• Your objective:
Treat the line containing "Where can the sky" as the first line and the final line of the material below as the last; reproduce that range exactly.

─── Records shown ───

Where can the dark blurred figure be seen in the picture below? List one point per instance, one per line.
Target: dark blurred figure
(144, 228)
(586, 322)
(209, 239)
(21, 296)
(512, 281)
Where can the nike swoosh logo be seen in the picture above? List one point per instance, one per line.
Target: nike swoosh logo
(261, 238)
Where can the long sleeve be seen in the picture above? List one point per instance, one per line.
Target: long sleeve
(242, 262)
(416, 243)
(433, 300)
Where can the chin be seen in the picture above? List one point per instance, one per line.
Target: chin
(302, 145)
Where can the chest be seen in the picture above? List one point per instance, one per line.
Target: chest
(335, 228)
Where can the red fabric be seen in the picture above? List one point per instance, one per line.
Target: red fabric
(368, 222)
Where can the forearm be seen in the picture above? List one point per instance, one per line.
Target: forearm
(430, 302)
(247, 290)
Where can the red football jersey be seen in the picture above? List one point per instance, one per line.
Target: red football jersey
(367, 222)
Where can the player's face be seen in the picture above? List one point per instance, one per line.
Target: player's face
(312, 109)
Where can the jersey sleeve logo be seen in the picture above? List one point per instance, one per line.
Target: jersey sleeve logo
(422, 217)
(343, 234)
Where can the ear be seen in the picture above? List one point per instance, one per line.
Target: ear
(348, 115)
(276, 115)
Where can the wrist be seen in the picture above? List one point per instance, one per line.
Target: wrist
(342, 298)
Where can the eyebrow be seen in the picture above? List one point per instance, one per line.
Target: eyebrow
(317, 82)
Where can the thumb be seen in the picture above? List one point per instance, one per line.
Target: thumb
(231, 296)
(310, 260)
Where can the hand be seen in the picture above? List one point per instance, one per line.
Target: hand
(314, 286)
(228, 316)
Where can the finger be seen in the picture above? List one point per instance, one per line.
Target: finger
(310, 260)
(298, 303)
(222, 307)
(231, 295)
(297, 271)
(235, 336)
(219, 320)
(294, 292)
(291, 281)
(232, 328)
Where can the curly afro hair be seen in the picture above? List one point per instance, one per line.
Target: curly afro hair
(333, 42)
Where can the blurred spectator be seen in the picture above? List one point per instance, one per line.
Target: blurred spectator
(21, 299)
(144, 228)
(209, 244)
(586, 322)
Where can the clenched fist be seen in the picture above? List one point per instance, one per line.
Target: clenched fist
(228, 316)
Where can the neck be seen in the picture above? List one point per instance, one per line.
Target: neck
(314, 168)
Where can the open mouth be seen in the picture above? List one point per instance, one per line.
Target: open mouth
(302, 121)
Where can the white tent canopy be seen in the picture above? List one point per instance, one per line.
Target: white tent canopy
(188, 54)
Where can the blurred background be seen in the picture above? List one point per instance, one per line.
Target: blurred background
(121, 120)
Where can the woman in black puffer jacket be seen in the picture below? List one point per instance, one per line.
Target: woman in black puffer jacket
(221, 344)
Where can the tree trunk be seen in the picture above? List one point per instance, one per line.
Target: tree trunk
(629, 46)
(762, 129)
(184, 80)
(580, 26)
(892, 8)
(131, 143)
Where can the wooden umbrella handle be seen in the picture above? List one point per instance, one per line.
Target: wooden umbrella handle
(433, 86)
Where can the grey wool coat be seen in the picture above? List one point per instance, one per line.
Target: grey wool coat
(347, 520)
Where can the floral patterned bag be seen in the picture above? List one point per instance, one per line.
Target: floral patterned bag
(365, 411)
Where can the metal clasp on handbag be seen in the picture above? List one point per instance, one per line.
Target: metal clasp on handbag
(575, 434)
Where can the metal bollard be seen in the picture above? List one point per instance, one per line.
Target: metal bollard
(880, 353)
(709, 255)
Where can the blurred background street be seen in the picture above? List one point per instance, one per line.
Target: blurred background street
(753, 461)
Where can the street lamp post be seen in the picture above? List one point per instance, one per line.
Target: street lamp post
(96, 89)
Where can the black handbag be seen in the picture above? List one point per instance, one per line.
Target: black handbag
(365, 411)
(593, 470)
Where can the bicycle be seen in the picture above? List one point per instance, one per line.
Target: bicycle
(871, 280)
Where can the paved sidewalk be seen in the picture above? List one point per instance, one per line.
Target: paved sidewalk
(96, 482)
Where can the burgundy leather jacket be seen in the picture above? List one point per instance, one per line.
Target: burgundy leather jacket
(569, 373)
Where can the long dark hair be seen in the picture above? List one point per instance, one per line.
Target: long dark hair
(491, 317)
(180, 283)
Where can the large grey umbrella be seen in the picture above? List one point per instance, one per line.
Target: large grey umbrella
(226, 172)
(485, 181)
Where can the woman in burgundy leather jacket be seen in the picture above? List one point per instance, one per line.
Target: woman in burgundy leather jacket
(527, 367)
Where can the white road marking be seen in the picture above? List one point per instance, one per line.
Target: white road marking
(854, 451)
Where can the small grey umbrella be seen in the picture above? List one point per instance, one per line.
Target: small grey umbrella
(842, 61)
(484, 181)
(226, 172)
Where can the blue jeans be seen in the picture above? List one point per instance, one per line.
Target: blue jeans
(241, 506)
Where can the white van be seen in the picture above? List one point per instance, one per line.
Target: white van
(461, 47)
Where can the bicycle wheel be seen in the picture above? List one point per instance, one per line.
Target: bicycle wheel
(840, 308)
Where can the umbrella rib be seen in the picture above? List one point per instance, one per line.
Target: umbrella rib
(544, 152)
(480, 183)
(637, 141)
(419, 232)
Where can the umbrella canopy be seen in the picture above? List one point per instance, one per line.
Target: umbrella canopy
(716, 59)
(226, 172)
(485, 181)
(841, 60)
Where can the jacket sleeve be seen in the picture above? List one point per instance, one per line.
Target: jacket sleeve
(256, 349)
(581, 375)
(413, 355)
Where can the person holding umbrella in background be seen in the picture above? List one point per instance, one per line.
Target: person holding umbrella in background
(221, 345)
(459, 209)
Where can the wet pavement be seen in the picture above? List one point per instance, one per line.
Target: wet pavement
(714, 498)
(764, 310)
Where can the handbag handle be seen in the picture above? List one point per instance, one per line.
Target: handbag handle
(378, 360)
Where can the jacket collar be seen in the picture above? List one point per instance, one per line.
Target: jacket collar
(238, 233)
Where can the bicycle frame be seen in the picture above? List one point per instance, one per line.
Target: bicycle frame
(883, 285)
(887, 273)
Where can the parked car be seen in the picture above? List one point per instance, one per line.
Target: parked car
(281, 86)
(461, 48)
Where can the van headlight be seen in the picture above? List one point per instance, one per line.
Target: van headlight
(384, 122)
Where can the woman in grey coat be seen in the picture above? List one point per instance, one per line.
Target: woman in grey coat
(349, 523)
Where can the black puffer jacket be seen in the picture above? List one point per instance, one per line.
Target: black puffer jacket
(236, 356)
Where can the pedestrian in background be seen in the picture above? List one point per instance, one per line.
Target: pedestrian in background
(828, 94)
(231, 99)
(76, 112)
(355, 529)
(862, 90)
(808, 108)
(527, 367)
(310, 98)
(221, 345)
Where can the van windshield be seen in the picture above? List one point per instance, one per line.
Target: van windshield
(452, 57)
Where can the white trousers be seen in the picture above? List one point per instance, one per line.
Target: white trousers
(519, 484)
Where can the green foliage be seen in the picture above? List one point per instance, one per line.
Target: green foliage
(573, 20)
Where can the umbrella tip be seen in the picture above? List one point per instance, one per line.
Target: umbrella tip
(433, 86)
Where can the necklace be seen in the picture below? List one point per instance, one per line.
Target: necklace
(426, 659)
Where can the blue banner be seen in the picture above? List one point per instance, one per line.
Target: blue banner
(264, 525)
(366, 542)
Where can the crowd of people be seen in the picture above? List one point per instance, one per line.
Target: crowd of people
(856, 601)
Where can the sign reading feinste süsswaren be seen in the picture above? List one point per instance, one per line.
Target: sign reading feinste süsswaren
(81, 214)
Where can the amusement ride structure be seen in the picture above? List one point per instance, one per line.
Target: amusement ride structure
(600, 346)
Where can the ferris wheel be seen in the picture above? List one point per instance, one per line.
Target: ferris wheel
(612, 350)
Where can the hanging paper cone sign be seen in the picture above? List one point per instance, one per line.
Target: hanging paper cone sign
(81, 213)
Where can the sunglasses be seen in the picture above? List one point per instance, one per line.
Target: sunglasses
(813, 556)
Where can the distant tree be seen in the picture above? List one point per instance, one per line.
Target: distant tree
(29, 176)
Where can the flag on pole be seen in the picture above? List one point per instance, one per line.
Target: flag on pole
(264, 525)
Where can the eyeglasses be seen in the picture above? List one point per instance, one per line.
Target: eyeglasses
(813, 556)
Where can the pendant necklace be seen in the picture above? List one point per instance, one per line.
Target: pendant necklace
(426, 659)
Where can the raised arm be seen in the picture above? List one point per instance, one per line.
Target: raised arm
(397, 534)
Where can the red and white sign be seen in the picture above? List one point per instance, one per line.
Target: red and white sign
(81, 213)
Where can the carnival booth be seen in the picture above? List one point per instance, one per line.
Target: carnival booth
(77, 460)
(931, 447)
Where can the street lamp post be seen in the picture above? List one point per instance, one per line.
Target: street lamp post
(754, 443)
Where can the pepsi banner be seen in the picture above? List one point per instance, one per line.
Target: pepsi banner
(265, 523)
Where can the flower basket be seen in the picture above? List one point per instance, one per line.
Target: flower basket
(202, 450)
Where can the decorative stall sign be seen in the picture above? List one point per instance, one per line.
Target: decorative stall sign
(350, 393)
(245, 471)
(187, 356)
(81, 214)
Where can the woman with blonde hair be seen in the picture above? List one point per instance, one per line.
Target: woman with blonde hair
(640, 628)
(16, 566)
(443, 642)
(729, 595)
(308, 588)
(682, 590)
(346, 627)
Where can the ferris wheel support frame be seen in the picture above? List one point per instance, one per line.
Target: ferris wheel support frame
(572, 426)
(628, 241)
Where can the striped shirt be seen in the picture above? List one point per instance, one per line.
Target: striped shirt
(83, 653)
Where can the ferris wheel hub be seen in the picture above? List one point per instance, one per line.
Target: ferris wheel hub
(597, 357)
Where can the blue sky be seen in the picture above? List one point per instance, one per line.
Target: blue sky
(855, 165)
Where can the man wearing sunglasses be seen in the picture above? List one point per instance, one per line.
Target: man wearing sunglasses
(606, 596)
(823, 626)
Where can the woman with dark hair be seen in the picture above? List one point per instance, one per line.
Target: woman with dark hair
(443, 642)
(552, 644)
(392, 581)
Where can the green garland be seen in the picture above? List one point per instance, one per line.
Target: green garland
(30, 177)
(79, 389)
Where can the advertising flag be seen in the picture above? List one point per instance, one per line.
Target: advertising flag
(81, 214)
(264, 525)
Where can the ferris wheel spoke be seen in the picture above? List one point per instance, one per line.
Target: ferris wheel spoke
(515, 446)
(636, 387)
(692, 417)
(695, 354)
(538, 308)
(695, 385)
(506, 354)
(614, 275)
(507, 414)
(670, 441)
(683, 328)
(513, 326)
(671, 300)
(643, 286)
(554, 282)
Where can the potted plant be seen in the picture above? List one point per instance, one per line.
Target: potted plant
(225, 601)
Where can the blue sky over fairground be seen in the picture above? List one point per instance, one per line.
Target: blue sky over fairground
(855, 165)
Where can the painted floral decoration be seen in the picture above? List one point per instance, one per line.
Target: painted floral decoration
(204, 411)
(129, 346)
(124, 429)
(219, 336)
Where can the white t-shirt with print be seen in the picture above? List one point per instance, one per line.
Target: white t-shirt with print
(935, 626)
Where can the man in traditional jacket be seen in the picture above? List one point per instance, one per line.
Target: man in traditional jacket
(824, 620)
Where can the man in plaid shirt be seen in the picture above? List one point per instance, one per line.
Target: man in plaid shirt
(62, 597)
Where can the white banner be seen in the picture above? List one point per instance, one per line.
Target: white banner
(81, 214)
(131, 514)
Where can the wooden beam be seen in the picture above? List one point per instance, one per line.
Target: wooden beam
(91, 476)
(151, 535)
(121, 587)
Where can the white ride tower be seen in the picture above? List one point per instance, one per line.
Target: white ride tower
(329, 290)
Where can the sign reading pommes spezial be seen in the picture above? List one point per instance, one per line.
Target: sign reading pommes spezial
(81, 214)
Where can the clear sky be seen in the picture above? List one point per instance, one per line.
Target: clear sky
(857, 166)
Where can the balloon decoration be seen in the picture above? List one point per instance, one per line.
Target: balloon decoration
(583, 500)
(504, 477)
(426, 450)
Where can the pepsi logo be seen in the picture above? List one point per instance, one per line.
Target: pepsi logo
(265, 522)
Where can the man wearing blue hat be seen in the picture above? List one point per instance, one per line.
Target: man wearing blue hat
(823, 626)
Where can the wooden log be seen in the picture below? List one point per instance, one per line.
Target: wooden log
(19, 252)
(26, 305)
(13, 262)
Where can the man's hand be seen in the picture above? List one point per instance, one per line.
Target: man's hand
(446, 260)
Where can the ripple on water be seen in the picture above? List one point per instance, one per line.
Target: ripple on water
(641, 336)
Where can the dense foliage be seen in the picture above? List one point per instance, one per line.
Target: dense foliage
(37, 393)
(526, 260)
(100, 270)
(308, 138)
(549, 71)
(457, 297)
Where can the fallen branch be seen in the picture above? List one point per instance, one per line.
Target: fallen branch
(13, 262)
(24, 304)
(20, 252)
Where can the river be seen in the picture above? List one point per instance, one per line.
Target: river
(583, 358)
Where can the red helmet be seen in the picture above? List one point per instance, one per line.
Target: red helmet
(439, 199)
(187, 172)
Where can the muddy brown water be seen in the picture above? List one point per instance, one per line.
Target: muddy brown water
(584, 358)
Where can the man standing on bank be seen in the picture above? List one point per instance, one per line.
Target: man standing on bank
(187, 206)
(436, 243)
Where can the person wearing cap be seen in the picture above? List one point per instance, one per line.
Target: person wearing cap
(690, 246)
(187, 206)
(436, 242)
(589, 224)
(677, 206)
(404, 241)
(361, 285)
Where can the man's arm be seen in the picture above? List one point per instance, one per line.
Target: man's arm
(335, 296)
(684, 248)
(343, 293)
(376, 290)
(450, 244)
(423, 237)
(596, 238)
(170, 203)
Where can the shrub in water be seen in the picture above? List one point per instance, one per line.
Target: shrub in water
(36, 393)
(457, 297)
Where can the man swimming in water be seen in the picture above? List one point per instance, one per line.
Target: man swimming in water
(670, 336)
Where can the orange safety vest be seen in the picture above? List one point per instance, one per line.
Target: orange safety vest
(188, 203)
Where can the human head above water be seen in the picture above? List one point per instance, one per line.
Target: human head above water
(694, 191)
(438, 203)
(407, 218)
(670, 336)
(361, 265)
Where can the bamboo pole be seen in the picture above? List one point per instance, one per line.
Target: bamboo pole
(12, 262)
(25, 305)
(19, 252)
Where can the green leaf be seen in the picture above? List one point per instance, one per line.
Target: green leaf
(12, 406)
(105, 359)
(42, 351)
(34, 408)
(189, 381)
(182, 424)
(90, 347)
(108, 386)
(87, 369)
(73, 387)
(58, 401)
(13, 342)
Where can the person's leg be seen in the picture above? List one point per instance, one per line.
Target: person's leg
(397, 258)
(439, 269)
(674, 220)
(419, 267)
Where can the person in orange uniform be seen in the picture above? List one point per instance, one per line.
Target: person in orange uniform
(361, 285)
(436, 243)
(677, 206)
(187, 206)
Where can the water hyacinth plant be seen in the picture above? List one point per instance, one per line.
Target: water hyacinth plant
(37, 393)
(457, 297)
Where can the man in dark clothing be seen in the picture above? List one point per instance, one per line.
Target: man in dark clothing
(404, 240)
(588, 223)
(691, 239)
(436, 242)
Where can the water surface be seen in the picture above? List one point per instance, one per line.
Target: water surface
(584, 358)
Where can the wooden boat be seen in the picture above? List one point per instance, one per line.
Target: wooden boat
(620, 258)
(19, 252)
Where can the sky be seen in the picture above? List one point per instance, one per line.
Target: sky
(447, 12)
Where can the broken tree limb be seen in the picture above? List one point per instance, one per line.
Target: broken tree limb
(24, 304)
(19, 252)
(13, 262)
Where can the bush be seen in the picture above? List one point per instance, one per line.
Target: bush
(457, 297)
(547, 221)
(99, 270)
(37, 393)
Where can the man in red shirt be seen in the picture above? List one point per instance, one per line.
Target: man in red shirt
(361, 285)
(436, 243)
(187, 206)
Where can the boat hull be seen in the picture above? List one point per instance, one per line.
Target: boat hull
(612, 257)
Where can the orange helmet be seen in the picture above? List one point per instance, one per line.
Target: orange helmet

───

• Solved exercise:
Where can the sky be seen in the picture above? List one point per instance, one per line.
Target: sky
(447, 12)
Where can the broken tree limb be seen in the picture above? List one point per instance, one per line.
Target: broken tree limb
(24, 304)
(19, 252)
(13, 262)
Where can the bush be seen in the picture above? List one point per instance, one per line.
Target: bush
(457, 297)
(547, 221)
(99, 270)
(37, 393)
Where can the man in red shirt be seen in the picture above? List one point per instance, one per line.
Target: man in red shirt
(361, 285)
(436, 243)
(187, 206)
Where can the boat hull be seen in the picture above? List one point per instance, one per line.
Target: boat hull
(612, 257)
Where can the orange helmet be seen in the picture above? List one point per instance, one per line.
Target: orange helmet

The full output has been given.